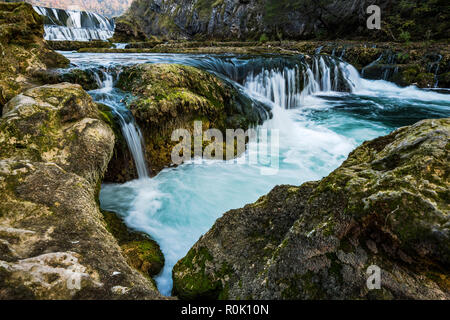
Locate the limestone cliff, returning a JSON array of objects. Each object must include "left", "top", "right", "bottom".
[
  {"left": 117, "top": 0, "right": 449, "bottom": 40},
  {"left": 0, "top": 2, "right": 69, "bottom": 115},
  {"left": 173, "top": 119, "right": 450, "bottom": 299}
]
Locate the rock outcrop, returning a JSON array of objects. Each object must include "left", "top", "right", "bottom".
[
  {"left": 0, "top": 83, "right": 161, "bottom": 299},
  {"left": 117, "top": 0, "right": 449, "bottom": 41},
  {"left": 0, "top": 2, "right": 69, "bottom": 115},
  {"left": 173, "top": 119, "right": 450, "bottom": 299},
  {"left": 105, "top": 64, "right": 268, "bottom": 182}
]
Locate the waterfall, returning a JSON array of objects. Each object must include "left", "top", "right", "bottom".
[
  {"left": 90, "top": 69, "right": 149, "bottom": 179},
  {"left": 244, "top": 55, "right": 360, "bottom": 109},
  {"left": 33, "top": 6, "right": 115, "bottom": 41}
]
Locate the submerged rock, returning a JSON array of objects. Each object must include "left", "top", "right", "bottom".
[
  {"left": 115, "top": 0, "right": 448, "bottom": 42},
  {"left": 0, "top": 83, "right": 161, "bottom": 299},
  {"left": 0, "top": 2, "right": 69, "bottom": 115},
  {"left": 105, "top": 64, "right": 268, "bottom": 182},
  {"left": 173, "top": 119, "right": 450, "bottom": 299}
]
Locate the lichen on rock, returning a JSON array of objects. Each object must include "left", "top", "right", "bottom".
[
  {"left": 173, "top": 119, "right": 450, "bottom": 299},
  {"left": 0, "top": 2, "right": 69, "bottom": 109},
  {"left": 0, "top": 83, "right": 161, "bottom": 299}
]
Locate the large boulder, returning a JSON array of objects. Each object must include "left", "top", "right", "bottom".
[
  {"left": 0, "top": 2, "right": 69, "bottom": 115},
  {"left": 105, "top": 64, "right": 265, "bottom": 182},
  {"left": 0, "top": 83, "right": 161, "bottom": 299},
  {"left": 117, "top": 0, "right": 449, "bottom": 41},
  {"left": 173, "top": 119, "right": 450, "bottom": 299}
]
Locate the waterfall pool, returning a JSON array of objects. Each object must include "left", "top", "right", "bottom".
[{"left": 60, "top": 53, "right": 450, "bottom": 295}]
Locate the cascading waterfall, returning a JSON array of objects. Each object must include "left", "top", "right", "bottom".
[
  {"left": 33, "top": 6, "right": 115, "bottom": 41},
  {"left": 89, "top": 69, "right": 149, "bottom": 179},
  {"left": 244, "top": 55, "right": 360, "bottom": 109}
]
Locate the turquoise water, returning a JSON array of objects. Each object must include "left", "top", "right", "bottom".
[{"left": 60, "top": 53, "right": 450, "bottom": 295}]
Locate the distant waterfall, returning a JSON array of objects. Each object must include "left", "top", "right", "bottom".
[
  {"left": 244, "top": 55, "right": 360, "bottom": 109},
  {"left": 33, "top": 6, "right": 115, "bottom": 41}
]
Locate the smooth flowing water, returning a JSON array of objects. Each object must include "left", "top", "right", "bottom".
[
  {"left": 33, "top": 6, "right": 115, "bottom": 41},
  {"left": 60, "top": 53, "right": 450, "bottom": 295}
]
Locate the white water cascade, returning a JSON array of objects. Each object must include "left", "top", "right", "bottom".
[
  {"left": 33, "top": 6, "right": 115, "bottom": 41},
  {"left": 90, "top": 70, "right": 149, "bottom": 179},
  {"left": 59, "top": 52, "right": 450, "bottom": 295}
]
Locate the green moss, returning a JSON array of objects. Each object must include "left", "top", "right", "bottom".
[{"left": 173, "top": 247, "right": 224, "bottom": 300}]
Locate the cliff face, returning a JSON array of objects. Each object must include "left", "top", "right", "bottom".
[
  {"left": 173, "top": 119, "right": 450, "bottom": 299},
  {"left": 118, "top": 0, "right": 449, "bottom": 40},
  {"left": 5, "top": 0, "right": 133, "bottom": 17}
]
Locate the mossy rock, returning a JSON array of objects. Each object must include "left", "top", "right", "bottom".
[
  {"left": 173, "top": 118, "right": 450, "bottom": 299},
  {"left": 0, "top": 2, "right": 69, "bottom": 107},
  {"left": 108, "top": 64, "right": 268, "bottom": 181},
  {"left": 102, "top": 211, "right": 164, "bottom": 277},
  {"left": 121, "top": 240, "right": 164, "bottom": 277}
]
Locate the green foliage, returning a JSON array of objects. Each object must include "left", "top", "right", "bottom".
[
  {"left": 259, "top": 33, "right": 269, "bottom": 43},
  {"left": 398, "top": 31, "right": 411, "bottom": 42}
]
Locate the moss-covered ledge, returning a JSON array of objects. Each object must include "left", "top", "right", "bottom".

INSTRUCTIONS TO FOLLOW: Report each line in the records that contains the word "green", matching case exactly.

FULL ANSWER:
Locate the green moss, returning a JSON array of objects. Each object must include "left", "top", "right", "bottom".
Locate the green foliage, returning a JSON array of objects. Each object must include "left", "top", "right", "bottom".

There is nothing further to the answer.